§ Vorliegender Text:
Eine Zurechnung entgegen dieser objektiv privaten Zwecksetzung käme danach nur in Betracht, wenn die dem B erkennbaren Umstände eindeutig und zweifelsfrei darauf hingewiesen hätten, dass die K beim Erwerb des Pferds in Verfolgung einer gewerblichen oder selbständigen beruflichen Tätigkeit gehandelt hätte. Solche entgegenstehenden Umstände sind nicht bereits darin zu sehen, dass ein fachkundiger Berater als Bote oder Stellvertreter beim Abschluss des Vertrags tätig wurde. Bei solch hochpreisigen Waren ist es auch im privaten Rahmen nicht unüblich Sachverständige einzubeziehen.
Hinweis
Auf eine Abgrenzung zwischen Stellvertretung und Botenschaft kam es gar nicht an. Auch im Fall der Stellvertretung wäre im Hinblick auf die Bestimmung der Verbrauchereigenschaft auf den Vertretenen abzustellen.
Allein aus dem Umstand, dass K sehr vermögend ist und einen Vermögensverwalter hat ergibt sich keine andere Bewertung. Dies hat mit der objektiven Zweckrichtung des Erwerbs nichts zu tun.
Auch gehört nach der ständigen Rechtsprechung des Bundesgerichtshofs zu den gewerblichen Betätigungen nicht die Verwaltung eigenen Vermögens, die auch dann grundsätzlich dem privaten Bereich zugerechnet wird, wenn es sich - wie hier - um die Anlage beträchtlichen Kapitals handelt (siehe nur BGH, Urteile vom 23. Oktober 2001 - XI ZR 63/01, BGHZ 149, 80, 86 f.)
Das ausschlaggebende Kriterium für die Abgrenzung der privaten von einer berufsmäßig betriebenen Vermögensverwaltung ist vielmehr der Umfang der mit ihr verbundenen Geschäfte; erfordern diese - was der Beurteilung im Einzelfall unterliegt - einen planmäßigen Geschäftsbetrieb, wie etwa die Unterhaltung eines Büros oder einer Organisation, so liegt eine gewerbliche Betätigung vor.

§ Ihre Aufgaben:
[A] Beantworten Sie anhand des Textes zur Verbrauchereigenschaft beim Pferdekauf diese Fragen:
(i) Worin sind entgegenstehende Umstände nach dem Text nicht bereits zu sehen?
(ii) Auf wen ist im Fall der Stellvertretung bei der Bestimmung der Verbrauchereigenschaft abzustellen?
(iii) Was ist das ausschlaggebende Kriterium für die Abgrenzung der privaten von einer berufsmäßig betriebenen Vermögensverwaltung?
[B] Führen Sie den Text zur Verbrauchereigenschaft beim Pferdekauf nach seinem letzten Satz weiter.
Die Datensätze stehen in keinem Zusammenhang mit dem Text.

§ Eingabedaten:
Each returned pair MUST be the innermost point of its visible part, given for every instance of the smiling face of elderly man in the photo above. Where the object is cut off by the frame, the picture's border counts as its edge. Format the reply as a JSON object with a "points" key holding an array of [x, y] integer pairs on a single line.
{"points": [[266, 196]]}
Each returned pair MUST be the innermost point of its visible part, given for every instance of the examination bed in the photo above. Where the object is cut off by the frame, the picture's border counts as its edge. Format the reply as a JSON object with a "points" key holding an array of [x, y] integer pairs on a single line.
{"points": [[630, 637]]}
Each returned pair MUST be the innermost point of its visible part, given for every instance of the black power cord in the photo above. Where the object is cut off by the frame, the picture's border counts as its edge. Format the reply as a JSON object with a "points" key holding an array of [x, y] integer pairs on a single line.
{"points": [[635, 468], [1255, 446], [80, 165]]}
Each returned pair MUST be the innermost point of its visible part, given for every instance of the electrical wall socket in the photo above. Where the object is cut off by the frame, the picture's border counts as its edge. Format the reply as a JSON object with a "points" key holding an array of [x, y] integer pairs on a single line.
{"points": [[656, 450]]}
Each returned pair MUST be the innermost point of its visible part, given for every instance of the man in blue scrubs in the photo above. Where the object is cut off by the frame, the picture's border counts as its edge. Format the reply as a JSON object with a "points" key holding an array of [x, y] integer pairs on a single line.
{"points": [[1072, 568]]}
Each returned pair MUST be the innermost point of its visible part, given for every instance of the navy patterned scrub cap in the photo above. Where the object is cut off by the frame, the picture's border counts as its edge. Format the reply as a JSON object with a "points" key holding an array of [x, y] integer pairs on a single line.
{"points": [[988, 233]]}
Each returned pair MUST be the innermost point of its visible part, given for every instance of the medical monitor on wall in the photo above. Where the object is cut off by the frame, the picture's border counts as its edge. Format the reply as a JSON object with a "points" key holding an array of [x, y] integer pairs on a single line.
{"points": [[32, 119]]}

§ Lösungen:
[A]
(i) Darin, dass ein fachkundiger Berater als Bote oder Stellvertreter beim Abschluss des Vertrags tätig wurde.
(ii) Auf den Vertretenen.
(iii) Der Umfang der mit ihr verbundenen Geschäfte.

[B]
Ein derartiger Umfang der Betätigung ergibt sich aus dem Sachverhalt jedoch nicht zweifelsfrei.
K ist damit Verbraucherin.
(3) Pferd als Ware
Der Begriff der Ware ist im Sinne von § 241a zu verstehen. Wie sich aus § 477 Abs. 1 Satz 2 mittelbar ergibt, fällt auch der Kauf von lebenden Tieren unter die Regelungen der §§ 474 ff..
bb Unanwendbarkeit der § 474 ff.
476 Abs. 1 S. 1 könnte jedoch unanwendbar sein. Die Vorschriften gelten nicht für gebrauchte Waren, die in einer öffentlich zugänglichen Versteigerung gemäß § 312g Abs. 2 Nr. 10 verkauft werden, wenn dem Verbraucher klare und umfassende Informationen darüber, dass die Vorschriften dieses Untertitels nicht gelten, leicht verfügbar gemacht wurden.
Auch bei Tieren kann eine Unterscheidung zwischen neu und gebraucht vorgenommen werden. Ein bereits im Reiteinsatz befindliches Tier ist wegen der damit einhergehenden Belastung als gebraucht anzusehen. Die Anforderungen an eine öffentlich zugängliche Versteigerung sind vorliegend erfüllt.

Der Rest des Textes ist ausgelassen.